───── DATA LISTING ─────

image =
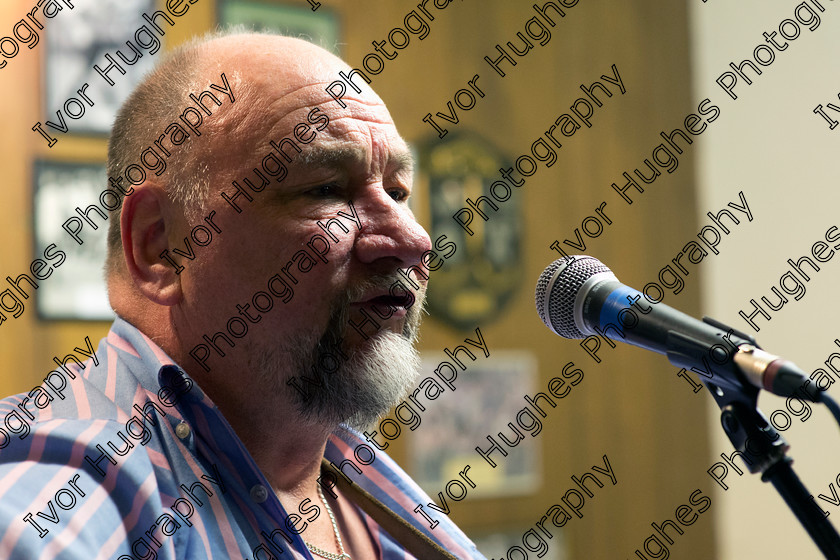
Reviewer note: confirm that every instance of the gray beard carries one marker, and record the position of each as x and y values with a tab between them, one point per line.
334	385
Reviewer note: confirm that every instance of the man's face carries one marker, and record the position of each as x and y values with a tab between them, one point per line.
358	157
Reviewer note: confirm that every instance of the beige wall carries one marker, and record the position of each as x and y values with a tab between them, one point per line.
770	144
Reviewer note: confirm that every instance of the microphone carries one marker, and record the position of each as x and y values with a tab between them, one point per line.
579	296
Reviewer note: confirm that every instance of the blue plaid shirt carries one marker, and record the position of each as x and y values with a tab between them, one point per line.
123	456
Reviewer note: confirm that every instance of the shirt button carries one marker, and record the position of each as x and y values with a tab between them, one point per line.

─────

WHAT THE TASK REQUIRES: Rewrite all of the material above, replacing "marker" with "pin" wherever it occurs and keeping everything else the same. Leave the pictures out of your answer.

TASK RESPONSE:
image =
Reviewer note: confirm that every instance of the gray beard carries one pin, and record the position of each as x and y values with a tab between them, one point per line.
334	385
Reviewer note: confirm that every instance of the man's face carries one pin, and record the position of each as x and y values with a tab between them, one point per line.
358	157
Reviewer note: confirm that every instance of the beige wall carries one pin, and record the position of each as x and y values with a tab between them, one point per line.
770	144
Reviewer note: confirm that every instance of the microphone carries one pin, and record the position of each as x and y values with a tab between them, one point per line.
579	296
Reviewer note: confirm that every instance of the blue plaid shirt carries one pin, and record the position of each as x and y values with a tab between them, one point per line.
123	456
Reviewer note: confirm that every instance of the shirt button carries one pin, and record the position of each as x and y values with a tab between them, one point per line.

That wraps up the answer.